*Goal*
In the lines starting at the one containing "Objective — one point per instance of the green" and ending at the one containing "(1060, 513)", change "orange" to "yellow" and give those lines again with nothing else altered.

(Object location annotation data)

━━━━━━━━━━━━━━━━

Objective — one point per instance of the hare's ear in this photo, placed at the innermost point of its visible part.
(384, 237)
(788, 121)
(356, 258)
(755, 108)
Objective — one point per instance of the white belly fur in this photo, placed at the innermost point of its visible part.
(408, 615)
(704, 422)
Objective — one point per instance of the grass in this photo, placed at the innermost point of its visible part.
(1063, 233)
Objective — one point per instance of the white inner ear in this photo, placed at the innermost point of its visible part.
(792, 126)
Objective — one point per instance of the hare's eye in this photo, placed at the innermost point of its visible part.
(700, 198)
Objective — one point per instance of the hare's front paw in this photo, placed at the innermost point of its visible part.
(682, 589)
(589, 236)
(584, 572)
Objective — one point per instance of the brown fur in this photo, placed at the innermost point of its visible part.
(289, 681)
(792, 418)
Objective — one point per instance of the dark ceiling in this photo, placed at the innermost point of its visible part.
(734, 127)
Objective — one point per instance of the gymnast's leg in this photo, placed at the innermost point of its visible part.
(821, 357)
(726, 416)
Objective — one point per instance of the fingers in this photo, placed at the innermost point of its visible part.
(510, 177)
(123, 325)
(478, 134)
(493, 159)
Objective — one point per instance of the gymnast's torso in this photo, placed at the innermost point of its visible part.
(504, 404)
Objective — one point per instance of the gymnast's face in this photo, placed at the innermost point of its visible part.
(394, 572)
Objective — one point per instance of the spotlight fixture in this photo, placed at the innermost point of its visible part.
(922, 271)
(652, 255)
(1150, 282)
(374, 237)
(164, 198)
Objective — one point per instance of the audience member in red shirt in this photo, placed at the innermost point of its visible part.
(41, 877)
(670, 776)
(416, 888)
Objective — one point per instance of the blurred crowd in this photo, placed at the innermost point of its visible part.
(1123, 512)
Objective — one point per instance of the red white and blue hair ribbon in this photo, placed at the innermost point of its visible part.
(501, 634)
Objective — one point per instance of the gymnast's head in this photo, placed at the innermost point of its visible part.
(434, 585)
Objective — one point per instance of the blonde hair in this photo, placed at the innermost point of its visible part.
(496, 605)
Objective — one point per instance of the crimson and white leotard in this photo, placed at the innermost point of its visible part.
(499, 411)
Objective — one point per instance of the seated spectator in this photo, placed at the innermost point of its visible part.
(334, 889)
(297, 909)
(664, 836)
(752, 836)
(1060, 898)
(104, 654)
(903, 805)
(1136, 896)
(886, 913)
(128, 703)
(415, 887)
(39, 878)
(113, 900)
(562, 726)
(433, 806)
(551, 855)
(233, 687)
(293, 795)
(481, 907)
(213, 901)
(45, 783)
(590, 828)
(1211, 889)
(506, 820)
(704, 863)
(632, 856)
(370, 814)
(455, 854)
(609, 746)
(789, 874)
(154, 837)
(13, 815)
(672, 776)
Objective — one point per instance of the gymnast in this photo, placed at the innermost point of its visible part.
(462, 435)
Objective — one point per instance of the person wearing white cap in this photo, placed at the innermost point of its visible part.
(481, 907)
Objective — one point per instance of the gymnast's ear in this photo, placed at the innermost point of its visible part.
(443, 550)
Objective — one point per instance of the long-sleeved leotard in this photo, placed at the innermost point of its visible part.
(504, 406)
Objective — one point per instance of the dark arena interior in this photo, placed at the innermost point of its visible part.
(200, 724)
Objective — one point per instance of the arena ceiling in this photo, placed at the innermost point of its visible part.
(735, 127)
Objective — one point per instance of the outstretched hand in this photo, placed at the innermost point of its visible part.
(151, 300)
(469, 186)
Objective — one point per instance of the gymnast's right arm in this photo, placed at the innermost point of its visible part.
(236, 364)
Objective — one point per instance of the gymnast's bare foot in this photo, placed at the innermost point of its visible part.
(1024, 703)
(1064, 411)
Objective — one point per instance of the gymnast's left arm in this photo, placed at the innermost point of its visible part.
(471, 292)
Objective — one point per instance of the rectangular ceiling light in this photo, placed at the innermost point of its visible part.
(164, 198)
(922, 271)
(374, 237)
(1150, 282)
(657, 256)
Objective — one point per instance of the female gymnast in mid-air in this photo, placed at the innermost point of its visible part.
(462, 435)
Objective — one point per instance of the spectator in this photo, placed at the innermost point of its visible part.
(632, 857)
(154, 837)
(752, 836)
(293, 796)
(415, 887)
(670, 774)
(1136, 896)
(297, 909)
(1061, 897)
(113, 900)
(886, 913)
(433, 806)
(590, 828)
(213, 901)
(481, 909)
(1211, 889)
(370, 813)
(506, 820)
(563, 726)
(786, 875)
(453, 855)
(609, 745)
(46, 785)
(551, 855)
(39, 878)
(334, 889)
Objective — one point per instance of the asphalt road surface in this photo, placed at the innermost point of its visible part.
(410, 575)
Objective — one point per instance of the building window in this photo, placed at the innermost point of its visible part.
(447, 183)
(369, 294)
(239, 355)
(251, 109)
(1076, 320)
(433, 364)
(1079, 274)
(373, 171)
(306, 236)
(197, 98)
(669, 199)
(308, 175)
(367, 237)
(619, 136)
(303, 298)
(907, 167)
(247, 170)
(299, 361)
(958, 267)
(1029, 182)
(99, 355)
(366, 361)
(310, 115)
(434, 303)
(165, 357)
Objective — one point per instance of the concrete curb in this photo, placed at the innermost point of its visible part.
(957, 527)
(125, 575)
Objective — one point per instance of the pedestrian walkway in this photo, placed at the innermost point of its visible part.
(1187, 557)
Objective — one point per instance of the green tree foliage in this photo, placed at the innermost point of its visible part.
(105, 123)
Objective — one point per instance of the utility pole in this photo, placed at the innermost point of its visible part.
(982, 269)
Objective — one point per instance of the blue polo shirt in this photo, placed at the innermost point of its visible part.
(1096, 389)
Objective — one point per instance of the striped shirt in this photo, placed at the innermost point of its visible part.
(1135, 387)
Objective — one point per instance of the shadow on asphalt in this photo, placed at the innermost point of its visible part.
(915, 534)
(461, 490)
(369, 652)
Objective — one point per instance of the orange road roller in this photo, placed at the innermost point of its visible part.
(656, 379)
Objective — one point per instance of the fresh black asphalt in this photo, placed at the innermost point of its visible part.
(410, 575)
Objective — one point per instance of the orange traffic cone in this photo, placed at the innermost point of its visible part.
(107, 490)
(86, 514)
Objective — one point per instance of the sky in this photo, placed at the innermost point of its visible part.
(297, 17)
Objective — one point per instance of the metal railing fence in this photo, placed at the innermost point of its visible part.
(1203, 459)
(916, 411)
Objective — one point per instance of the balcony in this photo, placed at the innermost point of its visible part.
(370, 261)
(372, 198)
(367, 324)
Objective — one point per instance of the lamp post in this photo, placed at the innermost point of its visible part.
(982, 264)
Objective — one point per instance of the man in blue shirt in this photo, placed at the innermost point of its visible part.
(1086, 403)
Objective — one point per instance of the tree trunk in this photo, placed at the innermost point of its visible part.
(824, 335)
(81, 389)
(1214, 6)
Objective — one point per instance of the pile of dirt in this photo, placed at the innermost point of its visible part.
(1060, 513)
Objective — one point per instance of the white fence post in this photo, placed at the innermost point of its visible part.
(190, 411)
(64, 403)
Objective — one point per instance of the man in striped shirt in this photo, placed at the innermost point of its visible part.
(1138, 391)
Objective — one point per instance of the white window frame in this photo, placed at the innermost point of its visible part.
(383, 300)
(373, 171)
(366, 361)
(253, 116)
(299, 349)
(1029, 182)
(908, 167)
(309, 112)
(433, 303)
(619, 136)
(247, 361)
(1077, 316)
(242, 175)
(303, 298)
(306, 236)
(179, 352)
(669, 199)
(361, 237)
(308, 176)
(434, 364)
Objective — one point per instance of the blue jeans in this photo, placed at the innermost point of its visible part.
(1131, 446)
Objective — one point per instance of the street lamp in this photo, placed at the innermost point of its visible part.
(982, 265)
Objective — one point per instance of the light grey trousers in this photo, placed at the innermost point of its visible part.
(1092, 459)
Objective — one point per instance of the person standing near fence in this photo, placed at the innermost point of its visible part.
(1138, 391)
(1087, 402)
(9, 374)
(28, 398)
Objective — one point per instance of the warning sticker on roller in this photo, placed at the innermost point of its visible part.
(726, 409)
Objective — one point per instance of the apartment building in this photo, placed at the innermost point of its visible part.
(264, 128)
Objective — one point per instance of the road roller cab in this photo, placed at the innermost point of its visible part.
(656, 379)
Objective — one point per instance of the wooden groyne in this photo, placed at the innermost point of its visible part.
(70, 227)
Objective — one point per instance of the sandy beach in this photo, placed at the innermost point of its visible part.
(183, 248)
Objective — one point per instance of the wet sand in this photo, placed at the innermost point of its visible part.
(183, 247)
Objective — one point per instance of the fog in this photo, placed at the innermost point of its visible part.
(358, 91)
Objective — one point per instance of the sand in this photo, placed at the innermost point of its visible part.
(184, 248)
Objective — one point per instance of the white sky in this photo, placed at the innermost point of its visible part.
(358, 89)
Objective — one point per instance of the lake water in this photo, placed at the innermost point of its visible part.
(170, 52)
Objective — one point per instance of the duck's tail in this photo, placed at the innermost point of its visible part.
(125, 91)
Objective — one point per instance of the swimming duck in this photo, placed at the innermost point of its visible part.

━━━━━━━━━━━━━━━━

*Correct response*
Objective — one point per instance of the green tree foliage in this photo, placed at the innermost point of its visible part.
(105, 123)
Objective — one point per instance of the utility pole in this photo, placed at the innermost point of its visible part.
(982, 269)
Objective — one point per instance of the blue polo shirt in this photo, placed at the innermost point of its visible part.
(1096, 389)
Objective — one point per instance of the striped shirt in this photo, placed at the innermost point of its visible part.
(1135, 387)
Objective — one point per instance of the shadow on asphalt in this photo, placed at the innermost point of its visible part.
(915, 534)
(461, 490)
(369, 652)
Objective — one point per instance of the yellow road roller in this photo, placed at the innermost point of its visible part.
(656, 379)
Objective — one point per instance of the fresh black asphalt in this photo, placed at the innermost point of its visible part.
(410, 575)
Objective — one point per instance of the yellow traffic cone in this photo, placed at the innermost point of its visible part.
(107, 490)
(86, 514)
Objective — one point per instance of the sky in this photo, placed at the innermost point of its visible part.
(297, 17)
Objective — one point per instance of the metal railing fence in this photo, placed at the innermost point of its visible part.
(1203, 459)
(916, 411)
Objective — one point per instance of the balcony in this photo, placed at the innermost point of its visible part.
(370, 261)
(372, 198)
(367, 324)
Objective — one point per instance of the lamp post in this photo, placed at the innermost point of its visible part.
(982, 264)
Objective — one point per instance of the man in blue shirt in this photo, placed at the innermost point of its visible part.
(1086, 403)
Objective — one point per instance of the tree trunk in this photo, placed at the innermost point of its visible part.
(824, 335)
(81, 389)
(1214, 6)
Objective — one point per instance of the pile of dirt in this photo, placed at the innermost point of its visible part.
(1060, 513)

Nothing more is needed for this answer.